▸ **Exercise details**
Rewrite all of the material below, replacing "every instance" with "all instances" wherever it occurs and leaving everything else unchanged.

▸ **Task input**
begin
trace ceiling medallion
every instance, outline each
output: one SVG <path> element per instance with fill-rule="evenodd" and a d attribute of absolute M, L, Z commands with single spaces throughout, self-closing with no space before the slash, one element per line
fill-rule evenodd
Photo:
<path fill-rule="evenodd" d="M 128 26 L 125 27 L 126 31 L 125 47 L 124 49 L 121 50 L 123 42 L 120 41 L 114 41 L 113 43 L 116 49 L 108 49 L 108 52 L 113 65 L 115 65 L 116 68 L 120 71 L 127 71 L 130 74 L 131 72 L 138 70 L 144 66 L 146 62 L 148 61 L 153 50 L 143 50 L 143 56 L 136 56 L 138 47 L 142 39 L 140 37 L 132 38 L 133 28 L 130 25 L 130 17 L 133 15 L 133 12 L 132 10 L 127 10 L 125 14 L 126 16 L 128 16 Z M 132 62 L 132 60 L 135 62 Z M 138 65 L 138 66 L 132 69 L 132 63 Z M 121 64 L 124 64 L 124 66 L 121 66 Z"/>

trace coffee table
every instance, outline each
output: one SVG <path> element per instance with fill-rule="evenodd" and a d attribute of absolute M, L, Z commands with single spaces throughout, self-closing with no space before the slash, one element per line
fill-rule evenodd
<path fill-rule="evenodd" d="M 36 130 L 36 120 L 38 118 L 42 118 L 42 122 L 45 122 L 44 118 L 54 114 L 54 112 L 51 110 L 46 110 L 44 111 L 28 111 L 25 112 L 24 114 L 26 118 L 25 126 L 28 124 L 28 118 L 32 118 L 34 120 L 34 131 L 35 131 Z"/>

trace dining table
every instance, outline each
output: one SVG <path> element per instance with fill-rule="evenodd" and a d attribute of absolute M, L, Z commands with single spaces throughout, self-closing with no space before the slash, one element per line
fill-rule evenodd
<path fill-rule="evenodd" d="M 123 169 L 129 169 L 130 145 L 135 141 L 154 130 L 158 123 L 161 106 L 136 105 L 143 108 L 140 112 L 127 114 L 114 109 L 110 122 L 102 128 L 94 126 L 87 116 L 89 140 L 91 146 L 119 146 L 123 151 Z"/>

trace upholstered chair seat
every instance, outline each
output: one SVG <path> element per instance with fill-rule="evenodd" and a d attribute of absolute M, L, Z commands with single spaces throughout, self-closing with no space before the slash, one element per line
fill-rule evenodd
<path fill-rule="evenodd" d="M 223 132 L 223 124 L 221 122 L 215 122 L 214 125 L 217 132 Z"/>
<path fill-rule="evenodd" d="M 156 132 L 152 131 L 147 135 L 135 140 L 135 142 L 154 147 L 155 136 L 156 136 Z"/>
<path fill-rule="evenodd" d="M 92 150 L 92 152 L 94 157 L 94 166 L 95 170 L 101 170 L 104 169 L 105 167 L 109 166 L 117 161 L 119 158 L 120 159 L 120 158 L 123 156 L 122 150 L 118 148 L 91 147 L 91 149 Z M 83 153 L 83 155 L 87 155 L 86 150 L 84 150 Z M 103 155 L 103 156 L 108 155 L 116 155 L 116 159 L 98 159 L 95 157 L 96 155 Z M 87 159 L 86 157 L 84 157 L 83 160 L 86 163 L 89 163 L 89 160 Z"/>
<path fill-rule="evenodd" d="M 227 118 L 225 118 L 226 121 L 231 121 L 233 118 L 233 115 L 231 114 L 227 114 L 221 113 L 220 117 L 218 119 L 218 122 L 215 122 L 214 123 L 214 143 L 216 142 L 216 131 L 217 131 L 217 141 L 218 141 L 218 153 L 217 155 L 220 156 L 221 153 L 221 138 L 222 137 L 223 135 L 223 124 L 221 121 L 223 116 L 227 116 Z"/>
end
▸ **The answer**
trace ceiling medallion
all instances, outline each
output: one SVG <path> element per instance with fill-rule="evenodd" and a d attribute of absolute M, L, Z commands with single spaces throughout, self-closing with no space before the slash, one element per line
fill-rule evenodd
Photo:
<path fill-rule="evenodd" d="M 128 26 L 125 27 L 126 31 L 125 47 L 124 49 L 121 50 L 123 42 L 120 41 L 114 41 L 113 43 L 116 49 L 108 49 L 108 52 L 113 65 L 115 65 L 116 68 L 120 71 L 127 71 L 130 74 L 131 72 L 138 70 L 144 66 L 146 62 L 148 61 L 153 50 L 143 50 L 143 56 L 136 56 L 138 47 L 142 39 L 140 37 L 132 38 L 133 28 L 130 25 L 130 17 L 133 15 L 133 12 L 132 10 L 127 10 L 125 14 L 126 16 L 128 16 Z M 132 62 L 132 60 L 135 62 Z M 138 65 L 138 66 L 132 69 L 132 63 Z M 121 64 L 124 64 L 124 66 L 121 66 Z"/>

trace coffee table
all instances, outline each
output: one SVG <path> element per instance with fill-rule="evenodd" and a d attribute of absolute M, L, Z commands with single spaces throughout, self-closing with no space before the slash, one element per line
fill-rule evenodd
<path fill-rule="evenodd" d="M 36 130 L 36 120 L 38 118 L 42 118 L 42 122 L 45 122 L 44 118 L 54 114 L 54 112 L 51 110 L 46 110 L 44 111 L 28 111 L 25 112 L 24 114 L 26 118 L 25 126 L 28 124 L 28 118 L 32 118 L 34 120 L 34 131 L 35 131 Z"/>

trace dining table
all instances, outline each
output: one SVG <path> element per instance with fill-rule="evenodd" and a d attribute of absolute M, L, Z commands with single spaces throughout, self-closing with no space before the slash, one element per line
fill-rule evenodd
<path fill-rule="evenodd" d="M 123 169 L 129 169 L 130 145 L 135 141 L 154 130 L 158 123 L 161 106 L 136 105 L 143 108 L 140 112 L 127 114 L 114 109 L 110 122 L 102 128 L 94 126 L 87 116 L 89 140 L 91 146 L 119 146 L 123 151 Z"/>

trace upholstered chair seat
all instances, outline each
output: one SVG <path> element per instance with fill-rule="evenodd" and a d attribute of absolute M, L, Z commands with single spaces throughout, self-closing with no space before the slash, one element per line
fill-rule evenodd
<path fill-rule="evenodd" d="M 223 132 L 223 124 L 221 122 L 215 122 L 214 125 L 217 132 Z"/>
<path fill-rule="evenodd" d="M 156 132 L 152 131 L 147 135 L 135 140 L 135 142 L 154 147 L 155 136 L 156 136 Z"/>
<path fill-rule="evenodd" d="M 92 150 L 92 152 L 94 157 L 94 166 L 95 170 L 101 170 L 104 169 L 105 167 L 109 166 L 117 161 L 119 158 L 120 159 L 120 158 L 123 156 L 122 150 L 118 148 L 91 147 L 91 149 Z M 83 153 L 83 155 L 87 155 L 86 150 L 84 150 Z M 103 155 L 103 156 L 108 155 L 116 155 L 116 159 L 98 159 L 95 157 L 96 155 Z M 87 159 L 86 157 L 84 157 L 83 160 L 86 163 L 89 163 L 89 160 Z"/>
<path fill-rule="evenodd" d="M 227 118 L 225 118 L 226 121 L 231 121 L 233 118 L 233 115 L 231 114 L 227 114 L 221 113 L 220 117 L 218 119 L 218 122 L 215 122 L 214 123 L 214 143 L 216 142 L 216 131 L 217 131 L 217 141 L 218 141 L 218 153 L 217 155 L 220 156 L 221 153 L 221 138 L 222 137 L 223 135 L 223 124 L 221 121 L 223 116 L 227 116 Z"/>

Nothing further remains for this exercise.